*** Opening Reading text ***
Definition / general
  • Rare benign tumor similar to counterparts at other sites
  • Also called brunnian adenoma
  • Rare; <1% of all urothelial neoplasms
  • Broad age range but most patients are in their sixth or seventh decade
  • More common in men than women (7.3:1 ratio)
  • Trigone, bladder neck and prostatic urethra are common sites
Clinical features
  • Presents with nonspecific hematuria or irritative voiding symptoms, rarely obstructive voiding symptoms
  • May be associated with urothelial carcinoma, rarely in the inverted urothelial papilloma itself
Case reports
  • Simple excision is curative
Gross description
  • Usually solitary, smooth, polypoid, sessile or pedunculated
  • Usually 3 cm or less but can be as large as 8 cm
  • Incidence of multiple lesions ranges from 1.3 to 4.4%
Microscopic (histologic) description
  • Smooth surface with minimal to absent exophytic component
  • Lesional circumscription with smooth base
  • No obvious infiltration and no/minimal cytologic atypia

Can be divided into 2 main subtypes:

1. Trabecular subtype – Classic type
  • Irregular, downward growing ramifying thin and orderly cords and sheets arising from the overlying urothelium
  • The cords have peripheral palisading of basaloid cells
  • The neoplastic cells within the cords and nests of urothelium often have a spindled appearance
  • The intervening stroma is variable in amount and can be fibrotic
  • Urothelial buds are frequently at various points along the undersurface of the urothelium
  • Overlying surface urothelium can be normal, attenuated or hyperplastic
  • Occasionally, punctuated by cystic spaces lined by flattened uorthelial cells and containing eosinophilic material
  • Rarely, foci of non-keratinizing squamous metaplsia or neuroendocrine differentiation present
  • Marked cytologic atypia and mitotic activity are absent
  • Can have mild cytologic atypia due to prominent nucleoli, atypical squamous features, degenerative appearing multinucleated giant cells or atypical large squamous cells with a pagetoid appearance (designated as inverted papilloma with atypia)
*** Closing Reading text ***
■ Assigned task 1 ■
Summarize the outline on inverted urothelial papilloma in two sentences.
■ Assigned task 2 ■
From the outline on inverted urothelial papilloma, list every feature it gives as a cause of mild cytologic atypia in the trabecular subtype.
■ Assigned task 3 ■
Carry on the outline on inverted urothelial papilloma from its last bullet point.
*** Opening Dataset content ***
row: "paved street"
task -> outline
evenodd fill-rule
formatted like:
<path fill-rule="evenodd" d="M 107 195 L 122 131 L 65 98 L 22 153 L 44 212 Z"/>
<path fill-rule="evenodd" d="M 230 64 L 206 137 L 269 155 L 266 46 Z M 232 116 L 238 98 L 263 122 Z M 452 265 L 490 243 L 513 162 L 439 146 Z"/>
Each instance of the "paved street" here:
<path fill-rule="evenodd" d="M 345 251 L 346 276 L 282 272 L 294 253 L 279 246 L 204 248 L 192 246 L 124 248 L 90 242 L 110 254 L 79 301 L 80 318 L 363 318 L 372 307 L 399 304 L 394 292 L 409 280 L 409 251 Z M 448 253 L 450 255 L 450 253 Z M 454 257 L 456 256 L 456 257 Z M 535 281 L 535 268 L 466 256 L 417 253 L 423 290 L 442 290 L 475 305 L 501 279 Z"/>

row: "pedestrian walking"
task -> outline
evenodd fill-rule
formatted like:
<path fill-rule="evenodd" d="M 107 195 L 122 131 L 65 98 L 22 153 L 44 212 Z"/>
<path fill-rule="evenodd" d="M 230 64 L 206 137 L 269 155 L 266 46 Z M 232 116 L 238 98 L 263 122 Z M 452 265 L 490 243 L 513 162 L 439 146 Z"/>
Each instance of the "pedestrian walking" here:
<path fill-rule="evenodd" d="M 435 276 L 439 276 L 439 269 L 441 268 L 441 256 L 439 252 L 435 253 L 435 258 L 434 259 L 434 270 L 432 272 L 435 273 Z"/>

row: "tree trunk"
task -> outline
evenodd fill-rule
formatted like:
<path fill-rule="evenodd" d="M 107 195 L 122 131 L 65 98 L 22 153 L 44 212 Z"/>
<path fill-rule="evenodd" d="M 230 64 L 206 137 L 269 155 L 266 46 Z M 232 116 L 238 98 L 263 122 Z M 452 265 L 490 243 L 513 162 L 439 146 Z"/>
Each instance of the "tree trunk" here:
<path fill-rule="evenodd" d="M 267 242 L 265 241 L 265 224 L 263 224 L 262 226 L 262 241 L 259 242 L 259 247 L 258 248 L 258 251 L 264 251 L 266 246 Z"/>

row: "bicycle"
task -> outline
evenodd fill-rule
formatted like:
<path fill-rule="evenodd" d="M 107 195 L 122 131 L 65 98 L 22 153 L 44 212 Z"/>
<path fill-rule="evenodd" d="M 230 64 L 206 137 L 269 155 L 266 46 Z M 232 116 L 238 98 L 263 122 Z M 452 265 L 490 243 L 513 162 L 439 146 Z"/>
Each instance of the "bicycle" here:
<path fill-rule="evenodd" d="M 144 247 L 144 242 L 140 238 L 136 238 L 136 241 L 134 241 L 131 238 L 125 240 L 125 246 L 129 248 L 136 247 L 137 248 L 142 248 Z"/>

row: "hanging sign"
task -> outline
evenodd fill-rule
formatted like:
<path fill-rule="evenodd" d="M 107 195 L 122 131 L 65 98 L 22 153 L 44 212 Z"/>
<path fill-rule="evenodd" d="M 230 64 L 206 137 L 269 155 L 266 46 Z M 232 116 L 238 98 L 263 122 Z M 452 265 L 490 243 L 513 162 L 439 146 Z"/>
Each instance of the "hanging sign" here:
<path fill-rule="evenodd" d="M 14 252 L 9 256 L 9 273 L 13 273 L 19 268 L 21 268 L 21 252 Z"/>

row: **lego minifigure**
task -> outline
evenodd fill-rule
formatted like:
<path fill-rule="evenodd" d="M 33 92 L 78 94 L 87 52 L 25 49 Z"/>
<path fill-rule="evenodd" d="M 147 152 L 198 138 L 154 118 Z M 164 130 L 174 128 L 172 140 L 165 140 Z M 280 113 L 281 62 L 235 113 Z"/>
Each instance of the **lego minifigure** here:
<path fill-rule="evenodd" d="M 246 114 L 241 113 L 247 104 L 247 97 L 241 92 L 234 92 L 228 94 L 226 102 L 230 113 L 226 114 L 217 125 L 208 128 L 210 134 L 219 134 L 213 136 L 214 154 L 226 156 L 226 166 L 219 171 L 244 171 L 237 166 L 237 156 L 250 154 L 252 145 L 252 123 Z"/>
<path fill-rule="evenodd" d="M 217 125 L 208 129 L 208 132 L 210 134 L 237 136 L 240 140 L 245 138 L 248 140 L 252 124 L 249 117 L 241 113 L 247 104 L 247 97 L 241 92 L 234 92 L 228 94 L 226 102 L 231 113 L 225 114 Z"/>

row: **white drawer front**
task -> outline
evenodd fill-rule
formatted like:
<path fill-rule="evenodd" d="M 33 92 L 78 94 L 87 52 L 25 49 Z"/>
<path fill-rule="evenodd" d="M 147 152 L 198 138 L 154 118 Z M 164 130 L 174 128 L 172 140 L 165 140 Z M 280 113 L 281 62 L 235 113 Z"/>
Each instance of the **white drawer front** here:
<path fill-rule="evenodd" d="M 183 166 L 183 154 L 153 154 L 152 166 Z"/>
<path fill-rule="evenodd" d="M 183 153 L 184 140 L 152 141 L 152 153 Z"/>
*** Closing Dataset content ***
■ Answer space 1 ■
Inverted urothelial papilloma, also called brunnian adenoma, is a rare benign tumor that is more common in men, mostly affects patients in their sixth or seventh decade, and often arises in the trigone, bladder neck and prostatic urethra. It usually appears as a solitary, smooth, polypoid lesion of 3 cm or less that is cured by simple excision, and under the microscope it is circumscribed with a smooth base, no obvious infiltration and no or minimal cytologic atypia.

■ Answer space 2 ■
- Prominent nucleoli
- Atypical squamous features
- Degenerative appearing multinucleated giant cells
- Atypical large squamous cells with a pagetoid appearance

■ Answer space 3 ■
  • Cases with atypia have not been associated with urothelial carcinoma; recommended to classify them as “inverted papilloma with atypia” and not low grade urothelial carcinoma (Hum Pathol 2004;35:1499)

2. Glandular subtype – morphological overlap with cystitis glandularis
  • Nests of mature urothelium with either pseudoglandular spaces lined by urothelium or true glandular spaces containing mucus-secreting goblet cells
  • The luminal secretions stain with mucicarmine
Microscopic (histologic) images

Contributed by Daniel Athanazio, M.D., Ph.D. and Debra Zynger, M.D.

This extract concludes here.